>> start Material

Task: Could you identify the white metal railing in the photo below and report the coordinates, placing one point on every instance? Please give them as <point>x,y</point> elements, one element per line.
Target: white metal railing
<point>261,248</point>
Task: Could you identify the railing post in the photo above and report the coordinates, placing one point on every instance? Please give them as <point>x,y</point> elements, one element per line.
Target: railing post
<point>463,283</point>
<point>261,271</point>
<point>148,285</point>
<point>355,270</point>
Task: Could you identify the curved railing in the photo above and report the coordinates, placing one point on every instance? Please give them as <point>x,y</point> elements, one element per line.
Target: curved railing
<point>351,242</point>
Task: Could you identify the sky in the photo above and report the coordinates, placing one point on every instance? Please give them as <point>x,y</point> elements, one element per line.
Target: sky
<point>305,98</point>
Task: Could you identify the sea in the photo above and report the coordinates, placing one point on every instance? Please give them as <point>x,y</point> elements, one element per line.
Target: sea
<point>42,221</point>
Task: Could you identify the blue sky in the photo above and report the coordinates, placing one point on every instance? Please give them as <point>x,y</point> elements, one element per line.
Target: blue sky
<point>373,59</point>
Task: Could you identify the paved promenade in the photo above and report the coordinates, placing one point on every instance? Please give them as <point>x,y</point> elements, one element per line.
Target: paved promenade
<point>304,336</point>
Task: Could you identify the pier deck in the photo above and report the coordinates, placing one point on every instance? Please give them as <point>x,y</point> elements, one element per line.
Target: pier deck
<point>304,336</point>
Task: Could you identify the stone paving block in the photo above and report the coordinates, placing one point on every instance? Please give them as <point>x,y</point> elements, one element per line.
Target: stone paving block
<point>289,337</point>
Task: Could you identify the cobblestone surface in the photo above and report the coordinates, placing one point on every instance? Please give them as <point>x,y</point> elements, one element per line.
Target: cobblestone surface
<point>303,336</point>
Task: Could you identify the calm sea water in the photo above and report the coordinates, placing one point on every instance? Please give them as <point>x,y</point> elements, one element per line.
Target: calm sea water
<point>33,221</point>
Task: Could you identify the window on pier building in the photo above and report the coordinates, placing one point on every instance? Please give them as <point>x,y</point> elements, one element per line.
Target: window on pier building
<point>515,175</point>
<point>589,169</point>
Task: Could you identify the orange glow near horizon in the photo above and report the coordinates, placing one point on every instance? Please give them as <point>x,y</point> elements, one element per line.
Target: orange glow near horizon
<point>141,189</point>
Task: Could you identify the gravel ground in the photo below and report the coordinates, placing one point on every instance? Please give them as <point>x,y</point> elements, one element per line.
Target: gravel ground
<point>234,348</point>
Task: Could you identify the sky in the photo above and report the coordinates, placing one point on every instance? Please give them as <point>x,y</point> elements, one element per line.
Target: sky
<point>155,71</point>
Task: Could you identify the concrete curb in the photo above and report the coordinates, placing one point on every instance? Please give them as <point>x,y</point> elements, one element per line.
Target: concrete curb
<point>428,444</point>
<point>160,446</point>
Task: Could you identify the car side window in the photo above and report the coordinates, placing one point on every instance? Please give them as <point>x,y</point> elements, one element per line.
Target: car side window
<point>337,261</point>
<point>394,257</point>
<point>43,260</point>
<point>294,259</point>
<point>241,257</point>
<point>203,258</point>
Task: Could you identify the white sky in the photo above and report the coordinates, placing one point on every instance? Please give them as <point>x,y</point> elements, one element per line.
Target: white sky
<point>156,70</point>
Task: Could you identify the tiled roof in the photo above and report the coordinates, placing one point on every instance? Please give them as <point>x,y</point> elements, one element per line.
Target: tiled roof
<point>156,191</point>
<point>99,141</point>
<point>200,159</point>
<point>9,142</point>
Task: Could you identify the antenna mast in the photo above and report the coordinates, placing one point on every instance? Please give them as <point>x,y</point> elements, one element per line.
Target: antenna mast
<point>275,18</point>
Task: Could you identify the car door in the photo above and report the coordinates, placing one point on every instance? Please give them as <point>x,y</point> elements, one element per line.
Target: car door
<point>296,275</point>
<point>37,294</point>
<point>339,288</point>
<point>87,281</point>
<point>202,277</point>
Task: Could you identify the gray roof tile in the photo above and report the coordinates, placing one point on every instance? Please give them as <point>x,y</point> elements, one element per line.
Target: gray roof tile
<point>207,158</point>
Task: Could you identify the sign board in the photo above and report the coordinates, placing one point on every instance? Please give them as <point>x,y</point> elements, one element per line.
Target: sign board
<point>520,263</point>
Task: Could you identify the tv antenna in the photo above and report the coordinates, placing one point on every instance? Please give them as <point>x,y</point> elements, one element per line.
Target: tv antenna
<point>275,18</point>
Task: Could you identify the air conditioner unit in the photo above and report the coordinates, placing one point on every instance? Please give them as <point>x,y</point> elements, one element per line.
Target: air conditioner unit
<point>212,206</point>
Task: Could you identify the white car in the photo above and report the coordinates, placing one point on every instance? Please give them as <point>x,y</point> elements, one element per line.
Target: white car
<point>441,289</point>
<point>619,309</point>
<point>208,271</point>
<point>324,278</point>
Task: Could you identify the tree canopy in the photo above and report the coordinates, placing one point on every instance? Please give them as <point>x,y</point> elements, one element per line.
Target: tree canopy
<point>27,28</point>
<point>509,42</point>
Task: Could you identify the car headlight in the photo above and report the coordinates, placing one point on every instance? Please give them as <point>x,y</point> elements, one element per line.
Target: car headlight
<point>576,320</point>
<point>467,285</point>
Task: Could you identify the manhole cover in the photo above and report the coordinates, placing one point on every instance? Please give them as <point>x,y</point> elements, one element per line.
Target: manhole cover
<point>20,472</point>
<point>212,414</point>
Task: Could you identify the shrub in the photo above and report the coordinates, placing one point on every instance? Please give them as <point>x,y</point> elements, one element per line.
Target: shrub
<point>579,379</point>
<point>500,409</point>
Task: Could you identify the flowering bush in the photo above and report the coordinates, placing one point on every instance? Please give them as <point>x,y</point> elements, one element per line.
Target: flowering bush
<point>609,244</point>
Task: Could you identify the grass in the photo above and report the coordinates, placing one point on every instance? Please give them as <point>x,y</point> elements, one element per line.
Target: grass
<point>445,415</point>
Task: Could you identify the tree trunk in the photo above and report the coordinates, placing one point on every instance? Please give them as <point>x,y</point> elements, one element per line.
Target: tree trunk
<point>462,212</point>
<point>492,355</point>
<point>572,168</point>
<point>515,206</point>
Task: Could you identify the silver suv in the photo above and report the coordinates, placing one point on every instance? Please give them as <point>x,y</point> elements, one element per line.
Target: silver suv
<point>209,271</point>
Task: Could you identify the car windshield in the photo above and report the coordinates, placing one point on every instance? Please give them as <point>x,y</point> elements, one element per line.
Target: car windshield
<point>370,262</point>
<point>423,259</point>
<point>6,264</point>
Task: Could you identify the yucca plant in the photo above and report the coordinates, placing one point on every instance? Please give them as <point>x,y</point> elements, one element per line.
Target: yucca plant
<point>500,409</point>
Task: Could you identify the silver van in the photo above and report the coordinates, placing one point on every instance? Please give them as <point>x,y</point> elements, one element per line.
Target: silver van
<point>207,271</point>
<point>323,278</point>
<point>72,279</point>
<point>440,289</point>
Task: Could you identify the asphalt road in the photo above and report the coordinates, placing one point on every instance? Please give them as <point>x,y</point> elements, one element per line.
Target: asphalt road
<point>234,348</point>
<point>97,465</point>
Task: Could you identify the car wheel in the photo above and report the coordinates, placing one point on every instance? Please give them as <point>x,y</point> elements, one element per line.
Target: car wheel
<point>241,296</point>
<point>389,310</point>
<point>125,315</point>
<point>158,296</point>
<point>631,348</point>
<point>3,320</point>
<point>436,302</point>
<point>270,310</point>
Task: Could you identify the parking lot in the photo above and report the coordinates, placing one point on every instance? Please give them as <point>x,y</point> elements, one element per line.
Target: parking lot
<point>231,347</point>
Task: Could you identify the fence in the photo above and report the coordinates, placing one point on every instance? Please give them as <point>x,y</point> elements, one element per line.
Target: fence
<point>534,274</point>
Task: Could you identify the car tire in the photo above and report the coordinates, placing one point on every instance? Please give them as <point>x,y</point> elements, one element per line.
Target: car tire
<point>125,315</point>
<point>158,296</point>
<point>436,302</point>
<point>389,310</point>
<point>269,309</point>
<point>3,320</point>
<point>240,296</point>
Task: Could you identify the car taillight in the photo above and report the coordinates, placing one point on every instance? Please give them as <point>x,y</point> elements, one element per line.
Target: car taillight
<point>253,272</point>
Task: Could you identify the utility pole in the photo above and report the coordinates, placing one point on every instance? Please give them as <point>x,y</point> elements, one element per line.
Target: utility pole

>> end Material

▶ **Instruction**
Copy out the items above word for word, starting with the line that contains "Task: Could you identify the car windshield" and going on through the line that contains "<point>97,465</point>".

▶ **Finished exercise**
Task: Could you identify the car windshield in the photo above and report the coordinates, placing one point on every instance? Please give them as <point>x,y</point> elements, one element per line.
Target: car windshield
<point>370,262</point>
<point>423,259</point>
<point>6,264</point>
Task: Could you identify the yucca plant in the photo above and report the coordinates, placing one point on every instance? Please give them as <point>x,y</point> elements, one element per line.
Target: yucca plant
<point>500,409</point>
Task: Could you identify the silver van in the photo above and report the coordinates, placing one point on every instance? Please give them as <point>x,y</point> elements, one element per line.
Target: silver van
<point>207,271</point>
<point>323,278</point>
<point>72,279</point>
<point>440,289</point>
Task: Could you identify the asphalt road in the photo above and report the coordinates, placing one point on every instance? Please give them as <point>x,y</point> elements, one element per line.
Target: asphalt road
<point>234,348</point>
<point>97,465</point>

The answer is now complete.